* **AVAILABLE DATA**
════════════════════

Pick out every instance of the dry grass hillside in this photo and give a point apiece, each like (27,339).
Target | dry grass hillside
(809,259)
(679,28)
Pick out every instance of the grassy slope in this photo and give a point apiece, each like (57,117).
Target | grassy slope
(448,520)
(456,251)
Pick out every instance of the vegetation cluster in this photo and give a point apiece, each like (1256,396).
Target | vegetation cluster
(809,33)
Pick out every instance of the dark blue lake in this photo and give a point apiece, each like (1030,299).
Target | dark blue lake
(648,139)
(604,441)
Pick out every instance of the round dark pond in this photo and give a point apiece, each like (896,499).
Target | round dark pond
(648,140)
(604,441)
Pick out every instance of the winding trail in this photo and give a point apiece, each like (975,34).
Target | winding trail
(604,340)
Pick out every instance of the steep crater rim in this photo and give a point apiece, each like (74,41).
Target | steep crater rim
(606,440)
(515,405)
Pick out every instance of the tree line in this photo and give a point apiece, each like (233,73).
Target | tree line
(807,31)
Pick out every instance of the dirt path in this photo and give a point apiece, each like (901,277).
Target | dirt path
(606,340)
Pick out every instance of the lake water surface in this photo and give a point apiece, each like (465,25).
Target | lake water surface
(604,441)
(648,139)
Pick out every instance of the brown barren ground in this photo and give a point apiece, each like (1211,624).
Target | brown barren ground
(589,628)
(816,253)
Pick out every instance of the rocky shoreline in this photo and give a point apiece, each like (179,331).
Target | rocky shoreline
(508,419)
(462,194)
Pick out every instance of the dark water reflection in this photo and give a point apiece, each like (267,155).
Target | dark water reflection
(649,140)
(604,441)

════════════════════

* **WORK REQUIRED**
Looking at the records above, return exactly the lines from the line with "Target | dry grass hillside" to the line with "Pick out every instance of the round", both ends included.

* **WRITTEN ANSWER**
Target | dry grass hillside
(809,259)
(679,28)
Pick out every instance of the grassy slope in this photo and give a point apiece, each like (57,117).
Target | grassy slope
(448,520)
(456,251)
Pick out every instance of the vegetation cluster in this photo and give a point apiece, each like (1256,396).
Target | vegetation cluster
(809,33)
Pick out every instance of the dark blue lake in this photo and give a point apiece, each like (1030,299).
Target | dark blue lake
(648,139)
(604,441)
Pick out every instance of the round dark pond in this photo and give a point apiece, each like (896,499).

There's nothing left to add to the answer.